Task description:
Exact repetition is required: output every record in full.
[start of Data listing]
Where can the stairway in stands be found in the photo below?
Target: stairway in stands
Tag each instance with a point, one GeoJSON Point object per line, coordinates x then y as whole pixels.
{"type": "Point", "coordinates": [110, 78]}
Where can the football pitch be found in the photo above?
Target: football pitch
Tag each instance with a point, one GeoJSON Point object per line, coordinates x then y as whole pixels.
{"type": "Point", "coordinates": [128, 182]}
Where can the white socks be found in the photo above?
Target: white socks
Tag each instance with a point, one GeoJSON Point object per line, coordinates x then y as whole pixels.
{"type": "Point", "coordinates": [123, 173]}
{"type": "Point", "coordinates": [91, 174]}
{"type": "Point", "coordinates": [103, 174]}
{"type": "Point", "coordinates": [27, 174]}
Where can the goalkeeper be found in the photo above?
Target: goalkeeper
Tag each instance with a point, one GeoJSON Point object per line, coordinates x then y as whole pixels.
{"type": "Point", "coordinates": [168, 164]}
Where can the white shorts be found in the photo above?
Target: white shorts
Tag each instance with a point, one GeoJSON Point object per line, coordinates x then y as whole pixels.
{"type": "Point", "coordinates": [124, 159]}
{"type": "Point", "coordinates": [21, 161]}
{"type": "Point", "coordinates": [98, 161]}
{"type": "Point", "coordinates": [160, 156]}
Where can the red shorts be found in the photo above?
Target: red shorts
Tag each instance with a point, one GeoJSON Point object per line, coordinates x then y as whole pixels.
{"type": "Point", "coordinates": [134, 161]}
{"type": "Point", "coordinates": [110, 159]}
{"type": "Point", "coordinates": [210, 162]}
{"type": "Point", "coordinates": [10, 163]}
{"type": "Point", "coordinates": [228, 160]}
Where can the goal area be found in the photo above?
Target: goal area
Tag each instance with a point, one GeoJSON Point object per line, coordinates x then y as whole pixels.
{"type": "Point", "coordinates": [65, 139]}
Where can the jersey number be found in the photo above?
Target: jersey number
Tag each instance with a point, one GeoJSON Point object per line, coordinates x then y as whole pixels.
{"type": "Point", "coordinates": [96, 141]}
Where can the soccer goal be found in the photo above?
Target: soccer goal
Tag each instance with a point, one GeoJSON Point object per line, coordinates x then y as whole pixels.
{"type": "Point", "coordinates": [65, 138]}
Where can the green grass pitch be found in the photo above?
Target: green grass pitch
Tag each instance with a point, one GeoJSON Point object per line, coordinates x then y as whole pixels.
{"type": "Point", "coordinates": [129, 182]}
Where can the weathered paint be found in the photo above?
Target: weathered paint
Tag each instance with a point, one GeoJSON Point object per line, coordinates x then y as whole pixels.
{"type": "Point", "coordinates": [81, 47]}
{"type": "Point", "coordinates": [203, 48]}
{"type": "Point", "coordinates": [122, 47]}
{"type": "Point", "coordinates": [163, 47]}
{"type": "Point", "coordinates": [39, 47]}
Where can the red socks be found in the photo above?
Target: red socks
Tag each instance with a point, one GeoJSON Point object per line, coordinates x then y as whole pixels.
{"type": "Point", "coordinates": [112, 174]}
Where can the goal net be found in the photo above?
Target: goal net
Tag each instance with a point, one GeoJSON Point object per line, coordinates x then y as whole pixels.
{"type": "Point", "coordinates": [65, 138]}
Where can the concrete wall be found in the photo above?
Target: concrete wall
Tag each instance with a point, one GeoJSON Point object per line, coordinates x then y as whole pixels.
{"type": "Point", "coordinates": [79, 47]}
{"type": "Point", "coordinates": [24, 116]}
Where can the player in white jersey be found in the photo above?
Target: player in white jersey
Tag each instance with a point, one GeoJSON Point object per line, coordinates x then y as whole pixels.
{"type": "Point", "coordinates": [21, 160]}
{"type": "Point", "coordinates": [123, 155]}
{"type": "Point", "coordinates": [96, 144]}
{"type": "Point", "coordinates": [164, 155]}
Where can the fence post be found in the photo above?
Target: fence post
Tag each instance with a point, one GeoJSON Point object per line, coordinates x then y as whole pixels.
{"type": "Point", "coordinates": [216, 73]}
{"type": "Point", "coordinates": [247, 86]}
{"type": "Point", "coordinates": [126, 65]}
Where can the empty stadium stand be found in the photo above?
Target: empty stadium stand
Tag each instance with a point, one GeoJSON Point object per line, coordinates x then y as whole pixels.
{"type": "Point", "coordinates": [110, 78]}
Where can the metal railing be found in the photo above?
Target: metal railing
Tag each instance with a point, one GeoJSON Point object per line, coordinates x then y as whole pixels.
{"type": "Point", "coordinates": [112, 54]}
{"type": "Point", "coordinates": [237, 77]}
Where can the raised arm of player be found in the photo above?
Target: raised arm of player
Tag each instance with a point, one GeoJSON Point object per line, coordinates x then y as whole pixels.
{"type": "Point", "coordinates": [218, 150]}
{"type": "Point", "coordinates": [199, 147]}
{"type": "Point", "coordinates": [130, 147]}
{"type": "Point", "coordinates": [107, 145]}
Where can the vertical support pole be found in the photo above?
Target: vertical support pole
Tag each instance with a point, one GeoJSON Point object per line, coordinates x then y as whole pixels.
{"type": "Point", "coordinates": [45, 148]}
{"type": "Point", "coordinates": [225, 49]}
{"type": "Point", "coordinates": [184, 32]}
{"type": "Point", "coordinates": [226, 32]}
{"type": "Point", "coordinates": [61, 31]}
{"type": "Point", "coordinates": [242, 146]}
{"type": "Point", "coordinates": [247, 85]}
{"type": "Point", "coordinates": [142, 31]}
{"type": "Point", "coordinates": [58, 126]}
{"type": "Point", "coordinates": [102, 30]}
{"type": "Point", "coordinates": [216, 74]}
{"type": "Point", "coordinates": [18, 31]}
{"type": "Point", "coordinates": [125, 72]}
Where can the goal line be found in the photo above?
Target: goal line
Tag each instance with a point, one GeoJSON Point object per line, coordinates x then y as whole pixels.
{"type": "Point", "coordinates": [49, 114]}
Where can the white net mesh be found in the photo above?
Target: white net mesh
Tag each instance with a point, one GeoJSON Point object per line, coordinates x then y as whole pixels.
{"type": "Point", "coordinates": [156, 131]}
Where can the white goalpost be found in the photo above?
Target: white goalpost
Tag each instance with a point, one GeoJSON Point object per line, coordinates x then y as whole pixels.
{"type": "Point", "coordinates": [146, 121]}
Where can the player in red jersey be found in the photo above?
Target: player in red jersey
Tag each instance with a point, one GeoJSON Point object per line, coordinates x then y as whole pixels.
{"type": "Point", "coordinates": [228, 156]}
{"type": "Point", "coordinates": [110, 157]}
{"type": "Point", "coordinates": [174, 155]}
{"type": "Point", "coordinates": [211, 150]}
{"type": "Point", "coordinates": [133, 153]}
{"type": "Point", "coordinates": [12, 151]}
[end of Data listing]
Answer for this exercise:
Where can the stairway in stands be found in the photo below?
Target: stairway in stands
Tag each instance with a point, one GeoJSON Point object per line, coordinates x then y as whole pixels.
{"type": "Point", "coordinates": [110, 78]}
Where can the football pitch be found in the photo above?
Target: football pitch
Tag each instance with a point, one GeoJSON Point object per line, coordinates x then y as whole pixels.
{"type": "Point", "coordinates": [128, 182]}
Where can the white socks be found in the photo above?
Target: white socks
Tag each instance with a point, one GeoJSON Point object per line, coordinates x then y as whole pixels.
{"type": "Point", "coordinates": [123, 173]}
{"type": "Point", "coordinates": [91, 174]}
{"type": "Point", "coordinates": [103, 174]}
{"type": "Point", "coordinates": [27, 174]}
Where can the goalkeeper be found in the photo above?
Target: goalkeeper
Tag each instance with a point, one GeoJSON Point object per line, coordinates x then y as whole pixels.
{"type": "Point", "coordinates": [168, 164]}
Where can the white shorts be found in the photo above?
Target: white shorts
Tag each instance with a point, one GeoJSON Point object per line, coordinates x then y as whole pixels.
{"type": "Point", "coordinates": [124, 159]}
{"type": "Point", "coordinates": [21, 161]}
{"type": "Point", "coordinates": [98, 161]}
{"type": "Point", "coordinates": [160, 156]}
Where can the red shorts be found in the photo above?
Target: red shorts
Tag each instance with a point, one GeoJSON Point object per line, coordinates x then y as whole pixels.
{"type": "Point", "coordinates": [134, 161]}
{"type": "Point", "coordinates": [110, 159]}
{"type": "Point", "coordinates": [210, 162]}
{"type": "Point", "coordinates": [10, 163]}
{"type": "Point", "coordinates": [228, 160]}
Where can the goal area be found in the photo above?
Target: goal area
Tag each instance with a point, one GeoJSON Point object per line, coordinates x then y as whole pixels.
{"type": "Point", "coordinates": [65, 139]}
Where can the jersey number be found in the photo above?
Target: jersey number
Tag each instance with a point, one GeoJSON Point object per line, coordinates x then y as whole pixels.
{"type": "Point", "coordinates": [96, 141]}
Where can the soccer goal be found in the photo above?
Target: soccer goal
Tag each instance with a point, one GeoJSON Point object per line, coordinates x then y as whole pixels.
{"type": "Point", "coordinates": [65, 138]}
Where can the green grass pitch be found in the photo above?
Target: green grass pitch
Tag each instance with a point, one GeoJSON Point object per line, coordinates x then y as whole pixels.
{"type": "Point", "coordinates": [129, 182]}
Where can the weathered paint be found in the photo above?
Target: weathered paint
Tag each instance with a point, one GeoJSON Point object per line, coordinates x then y as whole pixels.
{"type": "Point", "coordinates": [81, 47]}
{"type": "Point", "coordinates": [203, 48]}
{"type": "Point", "coordinates": [122, 47]}
{"type": "Point", "coordinates": [163, 47]}
{"type": "Point", "coordinates": [39, 47]}
Where can the red socks be found in the photo above?
Target: red socks
Tag each instance with a point, one GeoJSON Point object per line, coordinates x then y as whole pixels.
{"type": "Point", "coordinates": [112, 174]}
Where can the goal net be found in the photo above?
Target: goal net
Tag each instance with a point, one GeoJSON Point object per line, coordinates x then y as whole pixels.
{"type": "Point", "coordinates": [65, 138]}
Where can the concrete wall be found in the photo above?
Target: concrete wall
Tag each instance with a point, one GeoJSON Point object per line, coordinates x then y as whole pixels.
{"type": "Point", "coordinates": [79, 47]}
{"type": "Point", "coordinates": [24, 116]}
Where can the player in white jersey be found in the photo above?
Target: player in white jersey
Tag each instance with a point, one GeoJSON Point object per line, coordinates x then y as whole pixels.
{"type": "Point", "coordinates": [21, 160]}
{"type": "Point", "coordinates": [123, 155]}
{"type": "Point", "coordinates": [96, 144]}
{"type": "Point", "coordinates": [164, 155]}
Where can the fence post be found in the photo above?
Target: fence post
Tag each instance with a point, one GeoJSON Point object per line, coordinates x then y as whole pixels.
{"type": "Point", "coordinates": [216, 73]}
{"type": "Point", "coordinates": [247, 86]}
{"type": "Point", "coordinates": [126, 65]}
Where can the empty stadium stand be found in the photo above?
Target: empty stadium stand
Tag each instance with a point, one GeoJSON Point object per line, coordinates x then y as whole pixels.
{"type": "Point", "coordinates": [110, 78]}
Where can the metal railing be found in the photo above?
Target: metal railing
Tag each instance with a point, one GeoJSON Point object per line, coordinates x then y as whole pixels.
{"type": "Point", "coordinates": [112, 54]}
{"type": "Point", "coordinates": [237, 77]}
Where can the raised arm of player be found in the photo above?
Target: raised arm of player
Tag each instance with a point, one GeoJSON Point object per line, coordinates x then y as whole pixels.
{"type": "Point", "coordinates": [218, 150]}
{"type": "Point", "coordinates": [199, 147]}
{"type": "Point", "coordinates": [130, 147]}
{"type": "Point", "coordinates": [107, 145]}
Where can the vertical support pole be found in the photo above?
Target: vertical support pole
Tag each instance with a point, one GeoJSON Point object per line, coordinates x then y as whole pixels.
{"type": "Point", "coordinates": [45, 148]}
{"type": "Point", "coordinates": [225, 49]}
{"type": "Point", "coordinates": [184, 32]}
{"type": "Point", "coordinates": [226, 32]}
{"type": "Point", "coordinates": [61, 31]}
{"type": "Point", "coordinates": [242, 146]}
{"type": "Point", "coordinates": [247, 85]}
{"type": "Point", "coordinates": [142, 31]}
{"type": "Point", "coordinates": [58, 126]}
{"type": "Point", "coordinates": [102, 30]}
{"type": "Point", "coordinates": [216, 74]}
{"type": "Point", "coordinates": [18, 31]}
{"type": "Point", "coordinates": [125, 72]}
Where can the goal line be found in the photo above?
Target: goal line
Tag each instance with a point, one GeoJSON Point object per line, coordinates x then y as whole pixels.
{"type": "Point", "coordinates": [49, 114]}
Where can the white net mesh be found in the photo above?
Target: white net mesh
Tag each instance with a point, one GeoJSON Point object per line, coordinates x then y as whole pixels.
{"type": "Point", "coordinates": [156, 131]}
Where can the white goalpost be found in the photo above?
Target: white goalpost
Tag each instance with a point, one GeoJSON Point object per line, coordinates x then y as whole pixels.
{"type": "Point", "coordinates": [146, 121]}
Where can the player in red jersey be found in the photo above?
Target: player in red jersey
Tag each instance with a point, one GeoJSON Point object per line, coordinates x then y as whole pixels.
{"type": "Point", "coordinates": [228, 156]}
{"type": "Point", "coordinates": [110, 157]}
{"type": "Point", "coordinates": [174, 155]}
{"type": "Point", "coordinates": [211, 150]}
{"type": "Point", "coordinates": [133, 153]}
{"type": "Point", "coordinates": [12, 151]}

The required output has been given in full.